Segment Start: Stored data
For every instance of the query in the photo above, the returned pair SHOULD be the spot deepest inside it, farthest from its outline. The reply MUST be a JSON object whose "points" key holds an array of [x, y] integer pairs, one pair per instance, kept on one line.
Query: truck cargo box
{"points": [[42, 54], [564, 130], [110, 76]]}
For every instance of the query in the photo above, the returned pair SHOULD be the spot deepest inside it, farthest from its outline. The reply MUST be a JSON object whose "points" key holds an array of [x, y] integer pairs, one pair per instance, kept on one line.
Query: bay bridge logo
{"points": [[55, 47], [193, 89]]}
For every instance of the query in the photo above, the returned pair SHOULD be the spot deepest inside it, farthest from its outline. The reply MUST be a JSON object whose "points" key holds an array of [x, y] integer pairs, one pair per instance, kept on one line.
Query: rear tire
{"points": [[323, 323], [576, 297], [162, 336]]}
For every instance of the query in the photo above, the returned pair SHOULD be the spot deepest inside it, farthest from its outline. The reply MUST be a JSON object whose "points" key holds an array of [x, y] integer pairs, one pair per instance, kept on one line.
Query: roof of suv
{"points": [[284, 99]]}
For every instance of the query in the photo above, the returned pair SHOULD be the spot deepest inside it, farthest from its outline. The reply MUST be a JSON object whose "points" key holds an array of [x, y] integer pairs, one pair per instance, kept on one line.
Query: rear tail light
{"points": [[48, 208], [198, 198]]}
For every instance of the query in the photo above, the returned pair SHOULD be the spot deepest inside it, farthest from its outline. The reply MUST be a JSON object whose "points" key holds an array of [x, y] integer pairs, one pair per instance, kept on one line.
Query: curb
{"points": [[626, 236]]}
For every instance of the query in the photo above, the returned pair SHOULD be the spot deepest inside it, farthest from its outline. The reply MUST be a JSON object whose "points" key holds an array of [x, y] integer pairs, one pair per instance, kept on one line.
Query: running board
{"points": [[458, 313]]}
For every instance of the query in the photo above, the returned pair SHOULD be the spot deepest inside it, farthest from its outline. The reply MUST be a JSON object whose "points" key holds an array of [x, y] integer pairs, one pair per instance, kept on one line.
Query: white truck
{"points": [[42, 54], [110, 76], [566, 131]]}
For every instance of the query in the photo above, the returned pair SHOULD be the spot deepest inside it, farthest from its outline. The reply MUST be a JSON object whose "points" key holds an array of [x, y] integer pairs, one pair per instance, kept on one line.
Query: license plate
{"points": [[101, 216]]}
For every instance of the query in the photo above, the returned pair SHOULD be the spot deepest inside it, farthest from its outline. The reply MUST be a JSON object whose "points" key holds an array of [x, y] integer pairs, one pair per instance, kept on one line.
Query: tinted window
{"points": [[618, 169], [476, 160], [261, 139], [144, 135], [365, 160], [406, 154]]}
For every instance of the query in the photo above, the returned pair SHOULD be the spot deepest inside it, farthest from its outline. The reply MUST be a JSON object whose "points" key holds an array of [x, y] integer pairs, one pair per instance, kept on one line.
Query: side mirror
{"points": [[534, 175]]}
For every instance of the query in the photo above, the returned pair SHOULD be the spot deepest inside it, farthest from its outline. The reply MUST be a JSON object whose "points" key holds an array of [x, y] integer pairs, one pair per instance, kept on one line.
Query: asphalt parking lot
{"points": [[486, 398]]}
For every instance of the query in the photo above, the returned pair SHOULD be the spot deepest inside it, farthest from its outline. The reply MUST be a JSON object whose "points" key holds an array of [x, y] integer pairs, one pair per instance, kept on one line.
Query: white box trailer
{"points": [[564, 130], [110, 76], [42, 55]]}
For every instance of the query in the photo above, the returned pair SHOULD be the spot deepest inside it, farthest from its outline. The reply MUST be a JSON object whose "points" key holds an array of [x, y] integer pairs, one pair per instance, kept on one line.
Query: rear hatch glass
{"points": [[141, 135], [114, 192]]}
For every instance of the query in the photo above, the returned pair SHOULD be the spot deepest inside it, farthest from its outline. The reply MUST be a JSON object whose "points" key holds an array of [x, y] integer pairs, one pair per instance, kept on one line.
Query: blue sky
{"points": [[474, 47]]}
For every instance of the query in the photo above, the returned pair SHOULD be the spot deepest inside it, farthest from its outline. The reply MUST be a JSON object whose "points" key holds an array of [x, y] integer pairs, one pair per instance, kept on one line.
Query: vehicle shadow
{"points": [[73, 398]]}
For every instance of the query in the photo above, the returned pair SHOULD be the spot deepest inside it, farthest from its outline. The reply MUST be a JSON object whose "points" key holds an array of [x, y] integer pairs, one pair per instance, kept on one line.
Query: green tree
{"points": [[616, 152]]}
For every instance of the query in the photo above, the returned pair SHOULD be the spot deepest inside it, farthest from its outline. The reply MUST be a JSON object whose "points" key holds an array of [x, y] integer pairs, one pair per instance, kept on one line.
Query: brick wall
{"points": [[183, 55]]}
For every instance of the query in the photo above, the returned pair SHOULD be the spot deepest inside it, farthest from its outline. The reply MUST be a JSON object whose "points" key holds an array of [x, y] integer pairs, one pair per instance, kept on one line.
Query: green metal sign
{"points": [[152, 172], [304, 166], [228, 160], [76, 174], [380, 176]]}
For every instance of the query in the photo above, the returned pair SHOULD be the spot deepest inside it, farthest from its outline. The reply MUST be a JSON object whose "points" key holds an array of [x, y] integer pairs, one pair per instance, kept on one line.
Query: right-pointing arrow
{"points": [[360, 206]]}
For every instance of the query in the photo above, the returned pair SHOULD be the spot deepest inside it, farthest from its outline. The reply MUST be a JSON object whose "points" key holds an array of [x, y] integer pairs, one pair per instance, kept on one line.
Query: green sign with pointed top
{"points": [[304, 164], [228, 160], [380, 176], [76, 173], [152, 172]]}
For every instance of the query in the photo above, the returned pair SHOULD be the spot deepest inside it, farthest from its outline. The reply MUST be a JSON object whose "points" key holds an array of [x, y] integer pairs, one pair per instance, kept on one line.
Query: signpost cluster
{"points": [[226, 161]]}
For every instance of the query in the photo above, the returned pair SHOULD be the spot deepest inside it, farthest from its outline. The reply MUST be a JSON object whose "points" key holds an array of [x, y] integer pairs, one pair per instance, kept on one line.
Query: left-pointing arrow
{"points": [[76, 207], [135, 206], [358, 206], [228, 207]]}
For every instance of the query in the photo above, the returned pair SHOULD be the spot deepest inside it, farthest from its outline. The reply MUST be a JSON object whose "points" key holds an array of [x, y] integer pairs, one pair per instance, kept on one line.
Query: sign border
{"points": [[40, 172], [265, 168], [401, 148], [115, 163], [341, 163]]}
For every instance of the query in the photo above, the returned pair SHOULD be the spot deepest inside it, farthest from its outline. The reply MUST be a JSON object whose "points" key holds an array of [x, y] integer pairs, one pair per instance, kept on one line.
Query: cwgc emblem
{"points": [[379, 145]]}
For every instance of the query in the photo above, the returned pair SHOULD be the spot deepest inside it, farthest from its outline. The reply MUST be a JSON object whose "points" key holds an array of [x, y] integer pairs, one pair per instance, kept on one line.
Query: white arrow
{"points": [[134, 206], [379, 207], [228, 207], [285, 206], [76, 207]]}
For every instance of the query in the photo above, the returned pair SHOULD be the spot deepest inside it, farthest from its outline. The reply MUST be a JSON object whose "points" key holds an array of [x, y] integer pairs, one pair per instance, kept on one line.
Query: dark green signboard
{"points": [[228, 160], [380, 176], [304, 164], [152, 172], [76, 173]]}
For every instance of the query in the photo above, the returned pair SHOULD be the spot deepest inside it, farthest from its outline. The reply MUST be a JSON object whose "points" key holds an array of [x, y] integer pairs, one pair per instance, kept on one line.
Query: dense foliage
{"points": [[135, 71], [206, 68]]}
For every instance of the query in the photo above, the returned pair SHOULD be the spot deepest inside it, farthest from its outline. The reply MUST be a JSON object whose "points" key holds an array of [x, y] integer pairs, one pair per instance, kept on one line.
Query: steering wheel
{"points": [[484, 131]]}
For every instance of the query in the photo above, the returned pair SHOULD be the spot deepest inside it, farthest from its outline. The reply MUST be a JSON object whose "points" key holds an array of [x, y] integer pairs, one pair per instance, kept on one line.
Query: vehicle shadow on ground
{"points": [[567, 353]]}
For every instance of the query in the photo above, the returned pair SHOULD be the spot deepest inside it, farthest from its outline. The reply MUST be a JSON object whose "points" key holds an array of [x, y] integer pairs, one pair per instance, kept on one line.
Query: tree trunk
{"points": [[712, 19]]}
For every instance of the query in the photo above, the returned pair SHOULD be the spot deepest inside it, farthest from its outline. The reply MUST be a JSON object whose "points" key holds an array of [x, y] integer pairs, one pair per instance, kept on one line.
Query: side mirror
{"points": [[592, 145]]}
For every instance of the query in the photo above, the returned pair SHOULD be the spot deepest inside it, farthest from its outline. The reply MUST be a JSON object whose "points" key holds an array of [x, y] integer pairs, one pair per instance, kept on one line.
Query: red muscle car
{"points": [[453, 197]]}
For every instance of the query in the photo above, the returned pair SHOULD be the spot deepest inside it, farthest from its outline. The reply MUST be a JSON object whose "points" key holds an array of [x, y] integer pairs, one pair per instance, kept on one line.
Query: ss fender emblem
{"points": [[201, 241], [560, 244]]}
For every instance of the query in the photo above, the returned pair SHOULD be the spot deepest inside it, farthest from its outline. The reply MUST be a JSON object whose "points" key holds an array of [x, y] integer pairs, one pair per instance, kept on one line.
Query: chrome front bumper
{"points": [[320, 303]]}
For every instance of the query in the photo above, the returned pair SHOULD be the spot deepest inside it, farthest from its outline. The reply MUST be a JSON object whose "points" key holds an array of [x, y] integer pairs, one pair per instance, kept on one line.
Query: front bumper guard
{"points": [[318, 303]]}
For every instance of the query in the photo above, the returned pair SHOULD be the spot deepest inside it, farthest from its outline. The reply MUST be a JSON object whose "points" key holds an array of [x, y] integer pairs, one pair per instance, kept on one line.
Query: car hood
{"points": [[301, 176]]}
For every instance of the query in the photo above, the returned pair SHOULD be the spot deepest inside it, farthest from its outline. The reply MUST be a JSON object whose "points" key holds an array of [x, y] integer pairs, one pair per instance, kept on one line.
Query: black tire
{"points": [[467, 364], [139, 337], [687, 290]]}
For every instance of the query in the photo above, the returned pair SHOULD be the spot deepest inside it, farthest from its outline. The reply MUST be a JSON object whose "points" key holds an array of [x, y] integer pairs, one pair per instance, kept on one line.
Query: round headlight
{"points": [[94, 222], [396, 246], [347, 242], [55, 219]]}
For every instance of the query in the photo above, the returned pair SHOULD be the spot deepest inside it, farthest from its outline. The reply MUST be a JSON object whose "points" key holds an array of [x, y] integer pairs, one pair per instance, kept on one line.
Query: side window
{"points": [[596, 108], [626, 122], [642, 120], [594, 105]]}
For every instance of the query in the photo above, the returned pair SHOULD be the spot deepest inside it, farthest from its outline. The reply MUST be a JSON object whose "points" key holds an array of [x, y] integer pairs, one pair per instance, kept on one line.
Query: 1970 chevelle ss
Segment End: Stored data
▸ **What to produce**:
Write out only those lines that fall between the one containing "Query: side window" and the end of the entries, the first and last included, exactly as they read.

▸ **Task output**:
Query: side window
{"points": [[596, 108], [626, 122], [642, 120], [594, 105]]}
For every instance of the query in the photo above, the returned pair SHOULD be the spot deepest inside it, farthest from its outline. The reply MUST be a JSON object whose "points" key holds an array of [x, y] integer pairs, one pair per instance, kept on one line.
Query: 1970 chevelle ss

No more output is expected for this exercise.